(Object position labeling entries)
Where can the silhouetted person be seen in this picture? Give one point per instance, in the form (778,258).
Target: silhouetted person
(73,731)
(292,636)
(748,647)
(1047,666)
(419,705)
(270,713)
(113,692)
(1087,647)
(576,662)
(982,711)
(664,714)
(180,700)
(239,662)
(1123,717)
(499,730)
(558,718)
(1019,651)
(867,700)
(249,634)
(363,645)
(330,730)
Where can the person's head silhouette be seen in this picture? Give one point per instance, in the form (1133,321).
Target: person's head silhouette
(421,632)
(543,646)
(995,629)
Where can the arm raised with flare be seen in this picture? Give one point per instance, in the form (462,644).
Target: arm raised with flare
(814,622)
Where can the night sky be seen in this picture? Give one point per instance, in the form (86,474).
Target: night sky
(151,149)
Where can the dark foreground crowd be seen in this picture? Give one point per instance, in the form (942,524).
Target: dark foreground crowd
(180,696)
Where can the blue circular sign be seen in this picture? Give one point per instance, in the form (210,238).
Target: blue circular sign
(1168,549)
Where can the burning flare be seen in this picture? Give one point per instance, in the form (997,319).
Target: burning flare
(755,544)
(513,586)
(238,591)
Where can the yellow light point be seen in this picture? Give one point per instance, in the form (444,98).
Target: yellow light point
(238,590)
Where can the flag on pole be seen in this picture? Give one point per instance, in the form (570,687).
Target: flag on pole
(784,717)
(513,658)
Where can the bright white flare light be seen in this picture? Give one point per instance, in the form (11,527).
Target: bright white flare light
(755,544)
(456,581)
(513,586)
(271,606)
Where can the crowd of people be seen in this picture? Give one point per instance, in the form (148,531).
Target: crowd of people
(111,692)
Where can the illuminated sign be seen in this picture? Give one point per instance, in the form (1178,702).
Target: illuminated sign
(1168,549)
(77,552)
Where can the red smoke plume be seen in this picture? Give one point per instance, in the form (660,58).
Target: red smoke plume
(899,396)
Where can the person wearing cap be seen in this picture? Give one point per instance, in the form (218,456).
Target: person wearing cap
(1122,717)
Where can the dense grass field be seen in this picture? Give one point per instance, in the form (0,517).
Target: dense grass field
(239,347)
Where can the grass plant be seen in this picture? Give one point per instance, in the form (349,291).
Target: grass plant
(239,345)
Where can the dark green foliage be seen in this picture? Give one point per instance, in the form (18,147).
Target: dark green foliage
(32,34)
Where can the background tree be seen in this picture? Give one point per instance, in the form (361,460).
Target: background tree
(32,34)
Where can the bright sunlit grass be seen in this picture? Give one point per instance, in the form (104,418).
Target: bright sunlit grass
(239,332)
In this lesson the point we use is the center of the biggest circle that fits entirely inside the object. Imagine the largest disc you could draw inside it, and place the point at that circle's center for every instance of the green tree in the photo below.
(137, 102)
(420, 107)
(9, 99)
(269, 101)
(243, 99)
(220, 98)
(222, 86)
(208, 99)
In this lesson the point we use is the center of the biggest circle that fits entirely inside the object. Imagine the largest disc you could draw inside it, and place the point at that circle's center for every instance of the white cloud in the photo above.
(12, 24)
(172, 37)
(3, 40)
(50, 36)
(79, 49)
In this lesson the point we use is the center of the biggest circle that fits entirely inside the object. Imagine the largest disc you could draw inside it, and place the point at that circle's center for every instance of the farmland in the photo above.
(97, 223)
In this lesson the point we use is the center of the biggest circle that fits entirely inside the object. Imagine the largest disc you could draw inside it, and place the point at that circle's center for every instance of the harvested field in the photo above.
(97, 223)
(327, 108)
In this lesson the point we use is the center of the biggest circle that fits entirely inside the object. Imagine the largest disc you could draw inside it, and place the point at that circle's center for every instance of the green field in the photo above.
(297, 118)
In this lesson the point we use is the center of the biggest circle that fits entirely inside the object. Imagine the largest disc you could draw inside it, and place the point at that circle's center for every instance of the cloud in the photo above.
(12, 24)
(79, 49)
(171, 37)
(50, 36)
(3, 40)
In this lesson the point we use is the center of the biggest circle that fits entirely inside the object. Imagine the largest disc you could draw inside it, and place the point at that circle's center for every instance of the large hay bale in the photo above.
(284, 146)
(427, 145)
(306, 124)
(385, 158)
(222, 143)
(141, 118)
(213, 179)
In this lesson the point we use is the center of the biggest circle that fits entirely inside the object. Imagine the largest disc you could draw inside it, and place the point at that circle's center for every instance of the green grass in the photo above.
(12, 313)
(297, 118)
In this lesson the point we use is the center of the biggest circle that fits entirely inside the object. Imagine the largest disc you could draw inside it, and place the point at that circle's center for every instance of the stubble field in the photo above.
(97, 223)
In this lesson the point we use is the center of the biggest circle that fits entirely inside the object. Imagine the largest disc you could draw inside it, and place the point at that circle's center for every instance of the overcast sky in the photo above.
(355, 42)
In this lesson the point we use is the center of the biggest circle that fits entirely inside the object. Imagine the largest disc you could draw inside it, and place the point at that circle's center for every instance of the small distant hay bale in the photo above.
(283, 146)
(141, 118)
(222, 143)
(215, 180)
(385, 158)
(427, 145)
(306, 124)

WHAT THIS TASK INVOLVES »
Take the line with "stubble field in the photo above." and all lines after it through the end of the records, and write them out exactly; include nothing else.

RESPONSE »
In this lesson the point we use is the center of the biggest circle that fits entirely inside the object. Imagine the largest disc you could draw inside it, and place the point at that circle's center for every instance of the stubble field in the photo above.
(97, 223)
In this lesson the point we use is the center of the biggest circle that fits entirely inside the object. Imagine the largest disc you could draw inside it, and place the point at that circle's center for every instance of the overcast sky in the photo above.
(355, 42)
In this lesson the point we use is the center of the biggest circle that fits entirely inside the object. Imagine the largest disc you could draw inside it, and place the point at that circle's center for every instance of the small distant hay bale in the photo above.
(283, 146)
(141, 118)
(222, 143)
(215, 180)
(385, 158)
(427, 145)
(306, 124)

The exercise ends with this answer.